### WRITTEN INSTRUCTION
Format the records as a Markdown table with the columns Row and Line, starting with the line that contains "Query: building silhouette" and going on through the line that contains "236), (84, 245)]". Skip blank lines.

Region labeling records:
>>>

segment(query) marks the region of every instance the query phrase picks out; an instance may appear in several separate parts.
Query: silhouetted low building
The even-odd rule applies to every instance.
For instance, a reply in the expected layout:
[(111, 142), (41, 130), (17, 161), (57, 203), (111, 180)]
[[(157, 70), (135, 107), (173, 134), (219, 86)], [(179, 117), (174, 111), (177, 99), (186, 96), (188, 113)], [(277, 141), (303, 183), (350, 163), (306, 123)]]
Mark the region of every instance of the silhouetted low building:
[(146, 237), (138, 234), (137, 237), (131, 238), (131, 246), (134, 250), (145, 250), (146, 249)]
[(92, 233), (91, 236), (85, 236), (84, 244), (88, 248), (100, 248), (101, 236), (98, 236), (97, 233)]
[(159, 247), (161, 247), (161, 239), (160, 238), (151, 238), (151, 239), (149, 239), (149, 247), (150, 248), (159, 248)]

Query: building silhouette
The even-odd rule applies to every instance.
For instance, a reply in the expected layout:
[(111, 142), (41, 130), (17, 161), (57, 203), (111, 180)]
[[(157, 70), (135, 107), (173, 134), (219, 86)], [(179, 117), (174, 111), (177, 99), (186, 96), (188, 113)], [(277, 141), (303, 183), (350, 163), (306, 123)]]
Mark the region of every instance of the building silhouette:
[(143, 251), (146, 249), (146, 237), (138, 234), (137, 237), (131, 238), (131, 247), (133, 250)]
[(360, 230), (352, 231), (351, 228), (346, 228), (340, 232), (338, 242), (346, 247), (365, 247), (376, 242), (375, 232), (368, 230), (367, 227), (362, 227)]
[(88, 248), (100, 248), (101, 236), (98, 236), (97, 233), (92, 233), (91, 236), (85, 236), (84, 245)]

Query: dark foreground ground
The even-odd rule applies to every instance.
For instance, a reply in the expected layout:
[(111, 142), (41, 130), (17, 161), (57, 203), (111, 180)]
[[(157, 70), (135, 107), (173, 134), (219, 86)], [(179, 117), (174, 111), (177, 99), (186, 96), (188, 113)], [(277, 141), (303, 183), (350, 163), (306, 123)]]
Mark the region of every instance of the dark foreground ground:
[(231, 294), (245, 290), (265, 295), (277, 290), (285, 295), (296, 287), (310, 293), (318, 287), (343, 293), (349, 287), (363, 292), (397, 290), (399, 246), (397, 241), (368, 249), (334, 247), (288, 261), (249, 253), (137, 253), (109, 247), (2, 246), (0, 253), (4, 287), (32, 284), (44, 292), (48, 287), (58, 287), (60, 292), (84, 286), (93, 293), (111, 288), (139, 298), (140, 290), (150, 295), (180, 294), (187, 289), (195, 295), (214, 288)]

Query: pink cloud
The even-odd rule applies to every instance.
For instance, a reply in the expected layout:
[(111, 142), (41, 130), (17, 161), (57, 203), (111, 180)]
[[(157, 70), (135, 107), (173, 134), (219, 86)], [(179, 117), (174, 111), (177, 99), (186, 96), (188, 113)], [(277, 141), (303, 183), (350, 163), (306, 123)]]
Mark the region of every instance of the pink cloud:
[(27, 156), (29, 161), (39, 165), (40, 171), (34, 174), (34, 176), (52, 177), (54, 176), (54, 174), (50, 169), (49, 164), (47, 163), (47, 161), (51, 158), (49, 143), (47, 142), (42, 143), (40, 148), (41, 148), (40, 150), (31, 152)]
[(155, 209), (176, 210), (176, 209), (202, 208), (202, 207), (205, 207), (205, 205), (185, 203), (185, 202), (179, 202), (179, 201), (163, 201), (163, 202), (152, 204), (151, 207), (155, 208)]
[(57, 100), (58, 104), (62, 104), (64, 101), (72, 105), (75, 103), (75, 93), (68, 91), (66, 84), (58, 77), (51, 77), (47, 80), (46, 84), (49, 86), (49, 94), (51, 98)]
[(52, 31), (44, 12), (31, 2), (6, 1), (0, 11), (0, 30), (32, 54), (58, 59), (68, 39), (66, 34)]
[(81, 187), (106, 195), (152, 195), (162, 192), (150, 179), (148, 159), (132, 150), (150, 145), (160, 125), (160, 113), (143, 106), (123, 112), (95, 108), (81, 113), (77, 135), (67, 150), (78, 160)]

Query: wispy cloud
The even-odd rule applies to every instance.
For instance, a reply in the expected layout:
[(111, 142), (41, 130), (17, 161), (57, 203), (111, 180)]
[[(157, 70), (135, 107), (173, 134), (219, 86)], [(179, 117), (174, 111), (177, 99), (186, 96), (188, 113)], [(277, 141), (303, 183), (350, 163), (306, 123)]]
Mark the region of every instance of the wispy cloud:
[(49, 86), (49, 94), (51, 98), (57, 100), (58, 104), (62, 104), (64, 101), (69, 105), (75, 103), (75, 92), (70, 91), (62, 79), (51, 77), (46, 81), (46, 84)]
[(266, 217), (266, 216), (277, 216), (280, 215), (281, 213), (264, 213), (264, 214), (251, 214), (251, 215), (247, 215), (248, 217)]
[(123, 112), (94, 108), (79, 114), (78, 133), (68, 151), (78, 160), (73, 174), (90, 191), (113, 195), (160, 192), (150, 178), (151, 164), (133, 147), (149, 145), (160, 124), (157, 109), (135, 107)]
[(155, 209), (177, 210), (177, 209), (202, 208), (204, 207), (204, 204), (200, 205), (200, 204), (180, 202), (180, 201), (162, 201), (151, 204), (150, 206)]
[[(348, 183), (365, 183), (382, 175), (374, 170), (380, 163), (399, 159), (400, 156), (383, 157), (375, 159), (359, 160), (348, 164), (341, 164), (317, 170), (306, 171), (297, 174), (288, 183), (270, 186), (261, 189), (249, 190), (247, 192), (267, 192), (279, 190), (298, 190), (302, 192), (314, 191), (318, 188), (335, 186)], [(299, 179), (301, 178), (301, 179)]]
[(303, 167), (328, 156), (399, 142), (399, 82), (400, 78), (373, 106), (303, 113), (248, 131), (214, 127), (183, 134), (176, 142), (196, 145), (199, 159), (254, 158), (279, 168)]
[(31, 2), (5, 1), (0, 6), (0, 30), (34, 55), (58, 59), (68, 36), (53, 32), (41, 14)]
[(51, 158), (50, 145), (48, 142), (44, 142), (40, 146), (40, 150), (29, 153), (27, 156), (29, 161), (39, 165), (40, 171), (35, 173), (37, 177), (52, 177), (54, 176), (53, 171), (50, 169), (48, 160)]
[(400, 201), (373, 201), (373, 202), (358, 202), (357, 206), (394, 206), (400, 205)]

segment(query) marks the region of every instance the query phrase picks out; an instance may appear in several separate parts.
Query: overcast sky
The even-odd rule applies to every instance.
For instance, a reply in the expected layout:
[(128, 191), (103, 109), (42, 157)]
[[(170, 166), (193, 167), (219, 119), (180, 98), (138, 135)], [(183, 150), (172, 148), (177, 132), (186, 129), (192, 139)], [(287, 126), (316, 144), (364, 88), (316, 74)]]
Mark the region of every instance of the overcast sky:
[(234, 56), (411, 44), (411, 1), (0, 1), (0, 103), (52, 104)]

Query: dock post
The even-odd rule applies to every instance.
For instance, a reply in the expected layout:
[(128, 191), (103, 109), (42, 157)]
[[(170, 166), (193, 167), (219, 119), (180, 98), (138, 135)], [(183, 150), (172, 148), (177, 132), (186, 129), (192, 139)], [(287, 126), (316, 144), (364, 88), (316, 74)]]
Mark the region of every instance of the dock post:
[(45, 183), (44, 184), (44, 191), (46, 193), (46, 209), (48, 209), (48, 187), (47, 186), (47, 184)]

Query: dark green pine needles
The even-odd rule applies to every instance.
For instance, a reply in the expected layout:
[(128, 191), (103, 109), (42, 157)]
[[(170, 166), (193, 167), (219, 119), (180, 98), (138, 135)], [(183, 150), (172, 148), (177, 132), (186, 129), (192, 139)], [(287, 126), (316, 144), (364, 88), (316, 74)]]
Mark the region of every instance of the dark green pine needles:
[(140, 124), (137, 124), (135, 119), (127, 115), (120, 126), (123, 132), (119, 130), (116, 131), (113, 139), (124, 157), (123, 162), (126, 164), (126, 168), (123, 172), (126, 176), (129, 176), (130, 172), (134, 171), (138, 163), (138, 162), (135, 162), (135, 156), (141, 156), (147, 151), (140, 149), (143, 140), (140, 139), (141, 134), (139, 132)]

<<<

### EXERCISE ANSWER
| Row | Line |
|---|---|
| 1 | Query: building silhouette |
| 2 | The even-odd rule applies to every instance. |
| 3 | For instance, a reply in the expected layout: |
| 4 | [(111, 142), (41, 130), (17, 161), (57, 203), (111, 180)] |
| 5 | [[(157, 70), (135, 107), (173, 134), (219, 86)], [(179, 117), (174, 111), (177, 99), (186, 96), (188, 113)], [(277, 141), (303, 183), (350, 163), (306, 123)]] |
| 6 | Mark the region of every instance of the building silhouette: |
| 7 | [(143, 251), (146, 249), (146, 237), (138, 234), (137, 237), (131, 238), (131, 247), (133, 250)] |
| 8 | [(360, 230), (352, 231), (351, 228), (346, 228), (340, 232), (338, 242), (346, 247), (365, 247), (376, 242), (375, 232), (368, 230), (367, 227), (362, 227)] |
| 9 | [(88, 248), (100, 248), (101, 236), (98, 236), (97, 233), (92, 233), (91, 236), (85, 236), (84, 245)] |